• GIVEN PASSAGE:
How to Check Blood Pressure

To check your blood pressure, sit up straight in a chair with both feet flat on the floor. Sit for a few minutes before taking the reading, because you want a resting heart rate. If you just ran up the stairs, it won’t be accurate. Also, don’t talk during the reading—do it somewhere quiet.

Rest your arm on a surface like a desk or table so it’s at the level of your chest. Follow the instructions on the machine to take the reading.

Sit still during the reading, then wait a minute or two before taking your pressure another one or two times. Take the average of the two or three readings to establish your blood pressure.

Keep a log of your readings to assess any progress.

How to Measure Blood Pressure at Home without Equipment

If you’re wondering how to check blood pressure manually, it’s a little more difficult than you might think. You’ll need a partner and some equipment, and it also won’t be the most accurate reading. The cost of an at-home automated monitor is well worth the investment. That said, it’s possible to check your heart rate without one.

You can check your heart rate by feeling your pulse and counting how many times your heart beats over the course of a minute.

To do this, feel for the artery just below the thumb at the inside of your wrist. Once it’s located, place two fingers there and see how many pulses you feel over the course of 15 seconds. Multiply that number by four to learn your heart rate.

It should be noted that your heart rate is not your blood pressure—taking blood pressure with fingers is impossible—but having between 60 and 100 beats per minute would be considered “normal.” But if you’re wondering how to check your blood pressure by hand, you likely won’t be able to.

Target Blood Pressure Readings

How do you know whether your blood pressure is normal? Here are the ranges to pay attention to:

Classification Systolic Diastolic
Normal Less than 120 Less than 80
Elevated 120 to 129 Less than 80
Stage 1 High Blood Pressure (Hypertension) 130 to 139 80 to 89
Stage 2 High Blood Pressure (Hypertension) 140 or higher 90 or higher
Hypertensive Crisis (Call 911) Higher than 180 Higher than 120

Guidelines to Follow before Measuring Your Blood Pressure

The American Heart Association has developed a set of guidelines for home blood pressure monitoring:

  • Don’t smoke or drink coffee for 30 minutes prior to a reading.
  • Go to the bathroom prior to the test.
  • Relax for five minutes before the measurement. Sit in the chair where you’re taking it so you don’t have to move.

• REQUIRED WORK:
(A) In the blood pressure passage, for how many seconds should you count pulses before multiplying by four to get your heart rate?
(B) Continue the blood pressure guide, starting right after its last bullet point.

• DATA SUPPLIED:
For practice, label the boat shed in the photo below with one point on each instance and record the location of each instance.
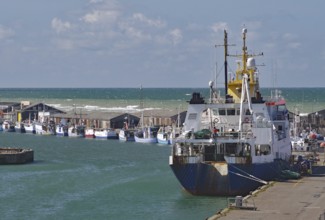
(97, 119)
(7, 110)
(31, 112)
(118, 121)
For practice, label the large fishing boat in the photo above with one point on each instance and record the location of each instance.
(233, 145)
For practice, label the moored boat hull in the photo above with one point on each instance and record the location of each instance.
(222, 179)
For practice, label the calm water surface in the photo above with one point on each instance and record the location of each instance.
(95, 179)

• PER-TASK OUTPUTS:
(A) 15 seconds.

(B)
  • Sit on a chair with a firm back and with your feet flat on the floor. Place your arm on a solid, flat surface (like a desk or chair) at chest level. Place the middle of the cuff directly above the bend of your elbow.
  • Take multiple readings (up to three) one minute apart and take the average.
  • Take your readings at the same time every day, or as instructed by your healthcare provider.
  • Record the reading, along with the date and time, in a journal.
  • Take your records to your next medical appointment
  • If you have several high readings, call your doctor. A single high reading is unlikely anything to worry about, but a number of them on consecutive days or during a single measurement period could indicate an emergency.
  • If the reading reaches a systolic blood pressure of 180 or higher or diastolic pressure of 110 or higher, call your local emergency responders.

Additional tips that can improve accuracy include:

  • Measuring twice per day: Do it in the morning before eating or taking any medications, and then again in the evening. These are the probably the best times to check blood pressure because they become routine.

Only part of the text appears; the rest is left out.